USING THE INFORMATION:
(a) In the article on Bentley's Law, rewrite the part that opens with the words "The law, known" and closes with "a drunk driver.", changing "child support" to "financial support".
(b) Write the next part of the article on Tennessee's Bentley's Law, picking up after its final sentence.

NASHVILLE, Tenn. (WKRN) — Drunk drivers who kill a parent or guardian in Tennessee will pay for their crime longer than any prison sentence under a new state law that went into effect Jan. 1.

The law, known as “Bentley’s Law”, will require DUI offenders to pay child support if they kill a parent or guardian. Tennessee is the first state to pass a law of its kind.

Melinda Campbell’s husband, Michael, was hit and killed by a wrong way drunk driver on I-65 in January 2015. She told News 2 many victims aren’t financially prepared to support their families when their loved one is suddenly killed by a drunk driver.

Suddenly, Campbell became a single mother to three children and lost half of her household income after Michael was killed.

Delois Beasley served one year in prison for vehicular homicide by intoxication for killing Michael, and vehicular assault for severely injuring Michael’s friend, Terry Anderson.

“I know in our particular case, there were no financial stipulations to the punishment, not that finances change the hurt, but the reality is families still have bills to pay, they have mortgages, they have groceries, they have medical bills, both of my kids have been in braces and those things add up quickly,” Campbell said.

DATA FOR ANALYSIS:
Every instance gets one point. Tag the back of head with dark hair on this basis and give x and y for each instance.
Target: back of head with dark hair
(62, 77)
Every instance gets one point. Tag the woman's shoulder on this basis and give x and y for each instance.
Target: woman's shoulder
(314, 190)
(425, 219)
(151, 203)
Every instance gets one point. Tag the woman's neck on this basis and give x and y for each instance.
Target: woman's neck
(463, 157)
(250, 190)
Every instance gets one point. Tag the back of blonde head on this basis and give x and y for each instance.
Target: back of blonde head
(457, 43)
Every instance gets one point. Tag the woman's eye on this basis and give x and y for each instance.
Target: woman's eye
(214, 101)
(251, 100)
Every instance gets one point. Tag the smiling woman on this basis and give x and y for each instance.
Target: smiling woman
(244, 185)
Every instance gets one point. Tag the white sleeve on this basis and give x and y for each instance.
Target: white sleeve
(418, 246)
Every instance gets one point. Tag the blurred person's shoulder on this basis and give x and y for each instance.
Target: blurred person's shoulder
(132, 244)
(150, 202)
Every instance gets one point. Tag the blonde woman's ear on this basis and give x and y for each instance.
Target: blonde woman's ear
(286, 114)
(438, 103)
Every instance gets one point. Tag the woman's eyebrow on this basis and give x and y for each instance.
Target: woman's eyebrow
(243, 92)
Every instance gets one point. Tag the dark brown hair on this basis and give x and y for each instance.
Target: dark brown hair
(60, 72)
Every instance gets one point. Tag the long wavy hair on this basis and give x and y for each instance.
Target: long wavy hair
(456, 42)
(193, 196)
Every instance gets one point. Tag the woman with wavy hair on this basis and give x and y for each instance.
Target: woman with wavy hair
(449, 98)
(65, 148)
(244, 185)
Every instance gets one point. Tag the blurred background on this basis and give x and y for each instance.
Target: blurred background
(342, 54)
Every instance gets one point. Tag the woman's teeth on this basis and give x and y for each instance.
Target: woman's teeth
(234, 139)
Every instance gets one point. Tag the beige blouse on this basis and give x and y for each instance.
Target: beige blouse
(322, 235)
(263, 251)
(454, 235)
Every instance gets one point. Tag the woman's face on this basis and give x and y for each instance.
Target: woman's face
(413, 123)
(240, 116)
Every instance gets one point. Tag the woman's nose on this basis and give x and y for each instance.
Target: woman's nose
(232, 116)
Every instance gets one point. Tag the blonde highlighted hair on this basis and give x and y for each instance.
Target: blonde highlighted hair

SOLVED TASKS:
(a)
The law, known as “Bentley’s Law”, will require DUI offenders to pay financial support if they kill a parent or guardian. Tennessee is the first state to pass a law of its kind.

Melinda Campbell’s husband, Michael, was hit and killed by a wrong way drunk driver on I-65 in January 2015. She told News 2 many victims aren’t financially prepared to support their families when their loved one is suddenly killed by a drunk driver.

(b)
The law gives DUI offenders who are in jail up to one year after their release to begin making payments, including backpay.

If the child turns 18 years old but has not received all the money owed to them, the offender must continue sending money until all debts are paid off.

While the law won’t help Campbell’s family, she hopes it prevents future victims’ families from being put in a financial bind.

However, while the money may help soften the blow, it can’t buy away the pain of losing a loved one because of a drunk driver.

“Families never get over the loss,” Campbell said. “Yes, this law is a step in the right direction because again, it adds some accountability, but we will never get back what she took from us ever.”

The court will decide the amount the DUI offender must pay in child support, which will be determined by a variety of factors.